◆ Set task ◆
Rewrite every line of the listing below, replacing "drill" with "exercise" wherever it occurs and keeping everything else unchanged. Omit the pictures from your answer.

◆ Task input ◆
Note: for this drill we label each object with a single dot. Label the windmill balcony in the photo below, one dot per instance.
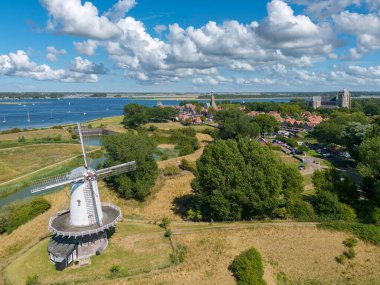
(60, 223)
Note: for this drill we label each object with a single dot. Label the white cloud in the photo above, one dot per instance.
(120, 9)
(366, 28)
(87, 47)
(159, 29)
(19, 64)
(71, 17)
(52, 53)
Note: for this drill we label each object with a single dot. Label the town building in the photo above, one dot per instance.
(341, 100)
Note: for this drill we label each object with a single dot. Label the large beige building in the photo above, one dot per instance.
(344, 99)
(341, 100)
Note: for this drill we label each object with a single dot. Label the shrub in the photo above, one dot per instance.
(165, 222)
(186, 165)
(17, 214)
(33, 280)
(171, 170)
(21, 139)
(194, 215)
(164, 157)
(341, 259)
(350, 253)
(168, 233)
(178, 255)
(365, 232)
(115, 270)
(152, 128)
(247, 268)
(301, 210)
(350, 242)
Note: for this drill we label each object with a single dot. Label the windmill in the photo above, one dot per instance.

◆ Exercise solution ◆
Note: for this exercise we label each object with a single dot. Label the windmill balcony in the photo below, one dot per instance.
(60, 223)
Note: for this exercise we label each object with a single dot. Label the white cloud in the photo above, one dot per instance.
(120, 9)
(366, 28)
(87, 47)
(159, 29)
(19, 64)
(71, 17)
(52, 53)
Note: for this exercise we label each object with a single dot. Label the town building in the photo above, one dot per instance.
(341, 100)
Note: for this exercise we label each object with a single dot. Label the large beige building in the photo above, one dot per instance.
(344, 99)
(341, 100)
Note: for this exercise we label each object with a single dot. Label the shrub in the photo above, one dot per instance.
(165, 222)
(186, 165)
(17, 214)
(33, 280)
(171, 170)
(21, 139)
(194, 215)
(164, 157)
(341, 259)
(350, 253)
(168, 233)
(178, 255)
(365, 232)
(115, 270)
(152, 128)
(247, 268)
(301, 210)
(350, 242)
Note: for this exercise we label each object with a single dot. Label the windmill in the photo above, one dot per instance.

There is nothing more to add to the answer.